Short exercise: Starting at the first line and ending at the line containing "x=198, y=117", write out every line again, requests included, and shift each x and y coordinate in the answers up by 78.

Entries drawn from a collection
______

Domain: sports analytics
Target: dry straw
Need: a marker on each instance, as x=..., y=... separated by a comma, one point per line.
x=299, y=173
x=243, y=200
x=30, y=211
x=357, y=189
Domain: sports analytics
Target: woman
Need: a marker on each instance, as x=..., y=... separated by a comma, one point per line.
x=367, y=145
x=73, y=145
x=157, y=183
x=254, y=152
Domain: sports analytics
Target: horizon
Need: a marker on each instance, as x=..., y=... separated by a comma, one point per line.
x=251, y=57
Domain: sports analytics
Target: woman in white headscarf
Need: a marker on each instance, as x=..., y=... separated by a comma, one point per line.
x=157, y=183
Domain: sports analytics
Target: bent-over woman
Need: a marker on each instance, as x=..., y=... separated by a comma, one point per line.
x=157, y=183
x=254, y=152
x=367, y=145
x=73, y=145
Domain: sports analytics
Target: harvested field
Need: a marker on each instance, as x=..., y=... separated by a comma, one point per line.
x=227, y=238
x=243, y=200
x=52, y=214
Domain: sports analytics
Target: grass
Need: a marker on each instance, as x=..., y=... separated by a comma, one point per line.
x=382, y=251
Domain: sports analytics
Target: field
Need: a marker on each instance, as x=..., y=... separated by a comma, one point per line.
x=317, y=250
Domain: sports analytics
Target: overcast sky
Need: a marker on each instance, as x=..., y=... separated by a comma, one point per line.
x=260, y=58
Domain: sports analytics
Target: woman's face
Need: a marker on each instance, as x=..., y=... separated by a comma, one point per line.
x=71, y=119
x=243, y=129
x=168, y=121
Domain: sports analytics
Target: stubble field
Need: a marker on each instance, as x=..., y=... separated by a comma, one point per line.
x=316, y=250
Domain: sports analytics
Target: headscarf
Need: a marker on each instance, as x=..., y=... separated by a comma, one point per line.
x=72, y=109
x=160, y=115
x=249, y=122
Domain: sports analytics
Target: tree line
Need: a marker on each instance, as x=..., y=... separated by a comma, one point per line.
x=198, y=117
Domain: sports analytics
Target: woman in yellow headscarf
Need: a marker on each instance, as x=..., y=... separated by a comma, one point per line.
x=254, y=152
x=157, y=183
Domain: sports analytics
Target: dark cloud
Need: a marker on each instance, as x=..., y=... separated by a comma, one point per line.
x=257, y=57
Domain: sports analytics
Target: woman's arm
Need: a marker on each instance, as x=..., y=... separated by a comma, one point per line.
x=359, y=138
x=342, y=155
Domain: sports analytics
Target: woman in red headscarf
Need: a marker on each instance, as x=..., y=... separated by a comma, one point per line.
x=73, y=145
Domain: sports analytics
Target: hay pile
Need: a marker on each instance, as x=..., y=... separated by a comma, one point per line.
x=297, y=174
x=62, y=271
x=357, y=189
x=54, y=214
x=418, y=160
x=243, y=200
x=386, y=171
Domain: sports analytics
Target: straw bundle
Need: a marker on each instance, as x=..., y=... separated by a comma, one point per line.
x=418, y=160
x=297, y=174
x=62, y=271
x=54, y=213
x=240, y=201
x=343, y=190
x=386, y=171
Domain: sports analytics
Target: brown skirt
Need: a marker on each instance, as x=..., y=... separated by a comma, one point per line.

______

Reply to the task:
Domain: sports analytics
Target: dry straw
Need: a marker on each instance, as x=..., y=... separated by a comma, one point per line.
x=377, y=251
x=321, y=278
x=108, y=289
x=435, y=267
Domain: sports analytics
Target: woman
Need: a marker on each instance, as x=..., y=... separated by a comma, one point per line.
x=445, y=223
x=151, y=223
x=235, y=261
x=332, y=230
Domain: sports analytics
Target: horizon
Need: a marker on each instance, as x=..., y=... separated by a comma, one point per line.
x=329, y=135
Domain: sports analytics
Target: woman in white headscarf
Need: a marker on each instance, as x=..., y=... separated by a comma, one point per line.
x=235, y=261
Domain: sports analytics
Target: bent-over woman
Need: a marker on each instance, as x=..., y=... separated by a comma, one point per line.
x=235, y=261
x=332, y=230
x=445, y=223
x=151, y=223
Domain: sports analytics
Target: harvested field
Need: a marker on each instance, as x=..., y=... separated by a comma, one point per line.
x=305, y=316
x=321, y=278
x=130, y=292
Domain: sports analytics
Target: grass
Need: a marker on each instance, as x=..., y=... separated by a comma, one point per line.
x=460, y=329
Domain: sports analytics
Target: field
Need: a marker on each instance, as x=..., y=... separated by a comma, one point per line.
x=395, y=328
Domain: sports analytics
Target: overcast sky
Need: a marker on each instance, as x=..., y=... separated by a comma, one point per line.
x=338, y=136
Domain: sports analytics
Target: woman's face
Need: a marker on each instance, as x=..., y=... separated by a comma, one point per line.
x=149, y=197
x=321, y=207
x=246, y=199
Domain: sports analytics
Target: stubble field
Need: a marker on each instance, as x=..., y=... separated by a comma, one point per line.
x=394, y=328
Domain: sports analytics
Target: headscarf
Need: a marker on each instance, as x=..., y=... separated by a comma, one point per line.
x=150, y=187
x=238, y=193
x=327, y=200
Domain: sports analytics
Target: tree line
Need: a marker on each instance, as x=..., y=... separated by a comma, one point per line.
x=276, y=195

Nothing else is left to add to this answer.